_Records supplied_
- - - -

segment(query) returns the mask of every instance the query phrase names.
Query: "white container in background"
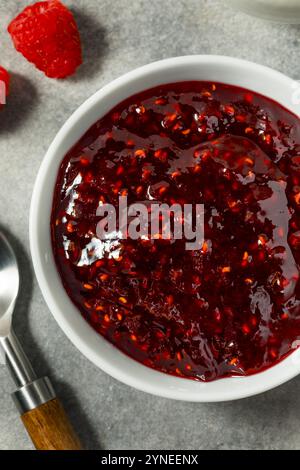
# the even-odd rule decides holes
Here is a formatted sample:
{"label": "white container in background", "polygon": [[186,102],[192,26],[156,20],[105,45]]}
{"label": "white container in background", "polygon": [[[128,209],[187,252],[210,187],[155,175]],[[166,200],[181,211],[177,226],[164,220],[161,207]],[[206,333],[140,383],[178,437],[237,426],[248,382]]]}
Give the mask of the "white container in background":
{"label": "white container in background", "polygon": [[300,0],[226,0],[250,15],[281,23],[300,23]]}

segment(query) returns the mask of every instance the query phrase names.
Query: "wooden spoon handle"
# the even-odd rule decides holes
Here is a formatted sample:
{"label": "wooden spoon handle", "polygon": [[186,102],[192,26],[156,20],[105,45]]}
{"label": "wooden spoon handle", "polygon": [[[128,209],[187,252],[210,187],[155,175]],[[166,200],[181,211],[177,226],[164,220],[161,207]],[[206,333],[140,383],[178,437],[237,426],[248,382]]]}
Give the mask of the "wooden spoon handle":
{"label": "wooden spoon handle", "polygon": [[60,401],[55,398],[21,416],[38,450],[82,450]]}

- - - -

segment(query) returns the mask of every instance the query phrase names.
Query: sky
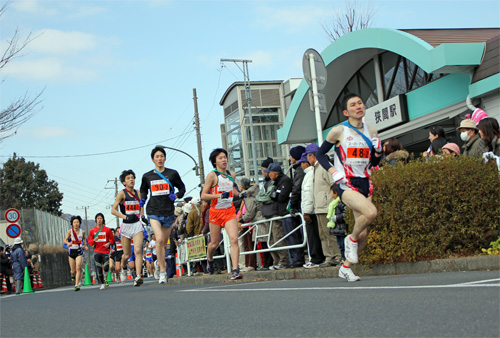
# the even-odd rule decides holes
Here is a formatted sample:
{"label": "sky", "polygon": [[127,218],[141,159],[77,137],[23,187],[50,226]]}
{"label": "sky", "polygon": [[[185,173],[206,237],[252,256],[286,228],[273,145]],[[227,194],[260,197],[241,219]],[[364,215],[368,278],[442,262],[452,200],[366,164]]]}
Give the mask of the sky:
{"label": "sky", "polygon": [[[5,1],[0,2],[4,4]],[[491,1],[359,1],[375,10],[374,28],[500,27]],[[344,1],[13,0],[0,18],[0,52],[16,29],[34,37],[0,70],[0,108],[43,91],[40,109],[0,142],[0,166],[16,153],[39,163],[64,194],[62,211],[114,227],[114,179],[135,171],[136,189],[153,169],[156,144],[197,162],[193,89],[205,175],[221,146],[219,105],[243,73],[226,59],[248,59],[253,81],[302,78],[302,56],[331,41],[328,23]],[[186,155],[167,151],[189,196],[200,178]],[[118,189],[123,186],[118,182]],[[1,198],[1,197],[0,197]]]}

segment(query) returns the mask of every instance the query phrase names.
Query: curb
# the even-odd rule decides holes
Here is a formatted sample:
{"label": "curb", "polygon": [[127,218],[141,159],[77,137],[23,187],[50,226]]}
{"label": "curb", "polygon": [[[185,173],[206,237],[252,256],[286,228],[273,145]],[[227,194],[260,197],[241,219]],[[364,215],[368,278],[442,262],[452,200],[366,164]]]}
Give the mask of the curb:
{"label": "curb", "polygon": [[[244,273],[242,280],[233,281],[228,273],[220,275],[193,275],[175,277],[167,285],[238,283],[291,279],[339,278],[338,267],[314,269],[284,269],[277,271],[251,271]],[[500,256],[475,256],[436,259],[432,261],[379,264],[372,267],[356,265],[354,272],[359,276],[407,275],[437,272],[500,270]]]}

- - - -

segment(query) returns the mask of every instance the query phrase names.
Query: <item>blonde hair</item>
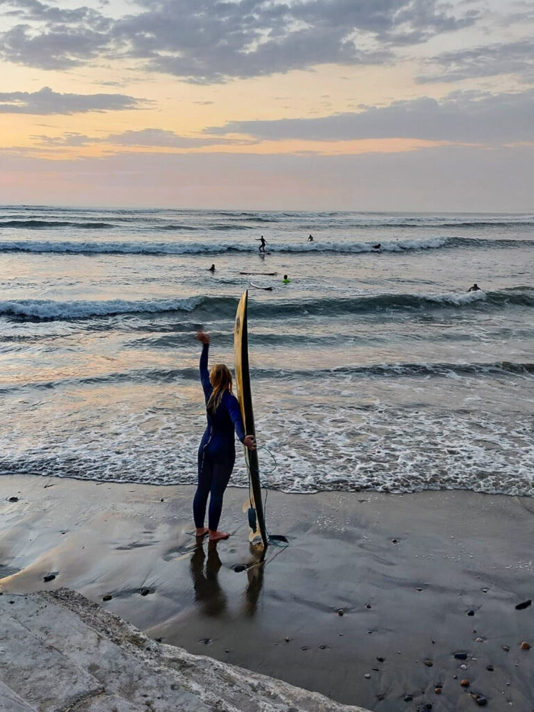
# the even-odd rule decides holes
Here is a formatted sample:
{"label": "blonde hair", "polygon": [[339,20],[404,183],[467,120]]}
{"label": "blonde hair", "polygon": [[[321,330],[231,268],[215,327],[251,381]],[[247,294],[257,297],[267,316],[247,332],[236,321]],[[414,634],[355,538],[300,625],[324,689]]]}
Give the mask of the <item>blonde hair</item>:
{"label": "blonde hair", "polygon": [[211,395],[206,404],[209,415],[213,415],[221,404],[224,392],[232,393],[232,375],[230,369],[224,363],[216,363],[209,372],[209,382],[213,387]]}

- - - -

_Goal_
Which lines in the data above contain the string "blonde"? List each one in full, and treat uppercase and lowercase as different.

_The solution_
Query: <item>blonde hair</item>
{"label": "blonde hair", "polygon": [[339,20],[404,183],[467,120]]}
{"label": "blonde hair", "polygon": [[[321,330],[231,268],[215,327],[251,381]],[[247,294],[257,297],[267,316],[247,332],[236,321]],[[414,634],[355,538],[300,625],[324,689]]]}
Give the mask of the <item>blonde hair</item>:
{"label": "blonde hair", "polygon": [[211,395],[206,404],[209,415],[213,415],[221,404],[224,392],[232,393],[232,375],[230,369],[224,363],[216,363],[209,372],[209,382],[213,387]]}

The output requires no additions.